12:15 am – 12: 30 am
Look around the horizon.  Check course on computer.  Pour coffee into cup. stomach feels awful, it’s not looking good.  Boat is definitely, in my imagination, pitching 20 degrees to each side.  Alarm sounds.

12:30 am – 12:45 am
Look around the horizon.  Back down below to add milk and sugar to coffee.   I imagine 30 degree rolling pitches to each side, a roller coaster fun house of nasea.  Realize my stomach is done.  Stomach is rising. Need to get outside immediately.  Get halfway out the companionway, remember that I’m about to drape myself 1/2 off the boat and I’d better clip in. stomach in throat.   Fumble with the tether trying to get clipped in.  It takes ages. Stomach in mouth.  Finally can step on deck knowing I’m tethered.  Stomach in mouth, mouth forcibly closed to prevent a god awful mess in the cockpit.  Fall into the jack lines, stomach exiting.  Sit down on the boat, stick my head between the jack lines into a nice comfortable position and continue to throw up into a dark sea.  I have to time my events with the rolling of the boat so as not to coat the sides of the hull.  I’m not very good at this.  Alarm sounds.

12:45 am
I give the alarm the bird, heave one more time and then drag myself up to look around.  Nothing like taking a break from throwing up to look around for boat traffic.  Fuck me.  I then go back to the rail to hang out and watch water flow by the boat.  It’s quite a sight.  Mysteriously dark, the swell rising and falling.  I listen to all the unique sounds that happen.  Waves hitting up against the hull.  The rush of water as we accelerate down the face of the wave.  The ripples it makes as our boat cuts through at 6 knots.  Light glistens off the surface particularly from the moon.  Parts are eerily smooth, like an oil slick.  Others are little whirlpools, particularly as it eddies off the back of our boat.   Sea sickness seems to have gone away and I actually feel much better.  Alarm sounds.

- _STORED RECORDS_

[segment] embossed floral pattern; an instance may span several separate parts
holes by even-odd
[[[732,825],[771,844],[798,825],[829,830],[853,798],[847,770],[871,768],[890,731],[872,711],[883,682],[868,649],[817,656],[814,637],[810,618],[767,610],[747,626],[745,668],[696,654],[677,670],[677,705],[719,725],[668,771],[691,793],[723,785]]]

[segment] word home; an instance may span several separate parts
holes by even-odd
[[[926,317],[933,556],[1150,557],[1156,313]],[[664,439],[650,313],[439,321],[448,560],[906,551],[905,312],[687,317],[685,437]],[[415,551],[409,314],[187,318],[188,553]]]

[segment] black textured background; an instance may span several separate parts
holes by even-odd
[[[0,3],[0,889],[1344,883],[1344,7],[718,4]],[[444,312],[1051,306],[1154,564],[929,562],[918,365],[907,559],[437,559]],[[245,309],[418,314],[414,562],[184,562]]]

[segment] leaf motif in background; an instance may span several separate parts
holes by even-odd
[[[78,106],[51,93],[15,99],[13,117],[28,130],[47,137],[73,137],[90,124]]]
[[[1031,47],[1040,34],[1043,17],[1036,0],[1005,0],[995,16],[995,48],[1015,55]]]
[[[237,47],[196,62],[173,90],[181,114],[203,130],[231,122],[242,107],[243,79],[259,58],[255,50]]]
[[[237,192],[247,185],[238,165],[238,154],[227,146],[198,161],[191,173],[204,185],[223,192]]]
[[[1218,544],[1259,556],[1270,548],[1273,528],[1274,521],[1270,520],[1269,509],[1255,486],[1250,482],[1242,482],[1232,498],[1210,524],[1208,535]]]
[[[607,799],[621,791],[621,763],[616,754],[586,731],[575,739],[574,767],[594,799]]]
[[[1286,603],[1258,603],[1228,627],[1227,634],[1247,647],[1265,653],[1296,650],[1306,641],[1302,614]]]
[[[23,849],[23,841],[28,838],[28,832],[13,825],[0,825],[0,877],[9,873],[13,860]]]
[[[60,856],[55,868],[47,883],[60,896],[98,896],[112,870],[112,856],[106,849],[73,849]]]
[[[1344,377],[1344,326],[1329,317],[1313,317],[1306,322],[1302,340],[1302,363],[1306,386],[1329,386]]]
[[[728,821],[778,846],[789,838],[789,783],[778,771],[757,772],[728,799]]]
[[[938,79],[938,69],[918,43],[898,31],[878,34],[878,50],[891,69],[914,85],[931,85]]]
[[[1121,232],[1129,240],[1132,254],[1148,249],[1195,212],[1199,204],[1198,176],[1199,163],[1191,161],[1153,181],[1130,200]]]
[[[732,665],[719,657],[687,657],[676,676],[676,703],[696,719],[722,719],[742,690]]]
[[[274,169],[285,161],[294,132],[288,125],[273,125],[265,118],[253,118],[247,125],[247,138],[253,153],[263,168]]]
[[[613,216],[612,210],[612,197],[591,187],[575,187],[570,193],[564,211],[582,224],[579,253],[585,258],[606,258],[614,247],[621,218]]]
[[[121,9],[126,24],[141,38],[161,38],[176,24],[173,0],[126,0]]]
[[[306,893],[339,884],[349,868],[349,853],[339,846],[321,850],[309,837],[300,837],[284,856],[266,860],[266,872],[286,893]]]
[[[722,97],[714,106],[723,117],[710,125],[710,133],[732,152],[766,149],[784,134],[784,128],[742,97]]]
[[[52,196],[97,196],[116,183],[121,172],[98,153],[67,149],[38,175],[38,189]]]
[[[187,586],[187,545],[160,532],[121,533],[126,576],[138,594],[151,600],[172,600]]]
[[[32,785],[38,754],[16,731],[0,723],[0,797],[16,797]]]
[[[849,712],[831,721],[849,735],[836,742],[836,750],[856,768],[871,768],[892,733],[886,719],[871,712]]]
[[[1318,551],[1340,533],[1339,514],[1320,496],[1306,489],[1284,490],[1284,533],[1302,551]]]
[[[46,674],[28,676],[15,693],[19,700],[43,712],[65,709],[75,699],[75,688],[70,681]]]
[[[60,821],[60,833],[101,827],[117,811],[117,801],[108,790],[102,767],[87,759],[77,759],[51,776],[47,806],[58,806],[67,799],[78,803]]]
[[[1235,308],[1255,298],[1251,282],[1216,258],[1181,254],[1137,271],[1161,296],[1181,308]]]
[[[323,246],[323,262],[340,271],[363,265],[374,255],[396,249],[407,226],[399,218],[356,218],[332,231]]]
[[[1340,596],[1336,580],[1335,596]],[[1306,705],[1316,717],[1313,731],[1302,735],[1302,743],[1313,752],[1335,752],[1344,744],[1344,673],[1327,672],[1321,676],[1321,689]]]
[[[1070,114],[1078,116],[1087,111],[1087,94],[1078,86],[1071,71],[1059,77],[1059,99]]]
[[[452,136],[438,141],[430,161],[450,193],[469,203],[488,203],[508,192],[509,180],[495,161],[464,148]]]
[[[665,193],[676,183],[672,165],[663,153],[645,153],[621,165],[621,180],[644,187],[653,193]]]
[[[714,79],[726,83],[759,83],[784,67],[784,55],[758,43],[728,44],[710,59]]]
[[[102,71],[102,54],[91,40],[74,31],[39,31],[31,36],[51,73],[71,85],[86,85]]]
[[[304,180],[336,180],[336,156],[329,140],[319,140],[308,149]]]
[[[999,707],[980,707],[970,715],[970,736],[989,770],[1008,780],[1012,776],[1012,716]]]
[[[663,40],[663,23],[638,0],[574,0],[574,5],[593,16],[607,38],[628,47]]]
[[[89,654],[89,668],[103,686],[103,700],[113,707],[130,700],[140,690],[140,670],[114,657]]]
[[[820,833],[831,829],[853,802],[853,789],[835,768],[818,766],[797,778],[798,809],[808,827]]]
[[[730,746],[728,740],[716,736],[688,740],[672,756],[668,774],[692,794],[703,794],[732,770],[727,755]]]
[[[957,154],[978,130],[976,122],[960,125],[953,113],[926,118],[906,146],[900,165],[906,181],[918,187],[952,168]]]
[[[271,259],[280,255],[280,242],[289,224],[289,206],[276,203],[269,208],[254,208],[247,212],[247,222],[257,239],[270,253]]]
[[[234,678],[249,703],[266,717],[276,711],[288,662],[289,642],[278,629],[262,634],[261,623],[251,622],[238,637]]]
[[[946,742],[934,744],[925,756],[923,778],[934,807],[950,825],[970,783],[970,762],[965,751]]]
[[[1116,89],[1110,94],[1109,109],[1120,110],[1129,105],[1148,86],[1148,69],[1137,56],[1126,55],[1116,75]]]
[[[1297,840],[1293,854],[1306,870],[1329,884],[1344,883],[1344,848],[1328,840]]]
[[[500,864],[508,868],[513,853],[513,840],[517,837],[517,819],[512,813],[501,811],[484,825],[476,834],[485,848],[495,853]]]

- _WHAT THE EXERCISE ASKS_
Return, word for word, the part of the night-watch log that opens with the words containing "12:15 am – 12: 30" and closes with "side.  Alarm sounds.".

- _TASK SOLUTION_
12:15 am – 12: 30 am
Look around the horizon.  Check course on computer.  Pour coffee into cup. stomach feels awful, it’s not looking good.  Boat is definitely, in my imagination, pitching 20 degrees to each side.  Alarm sounds.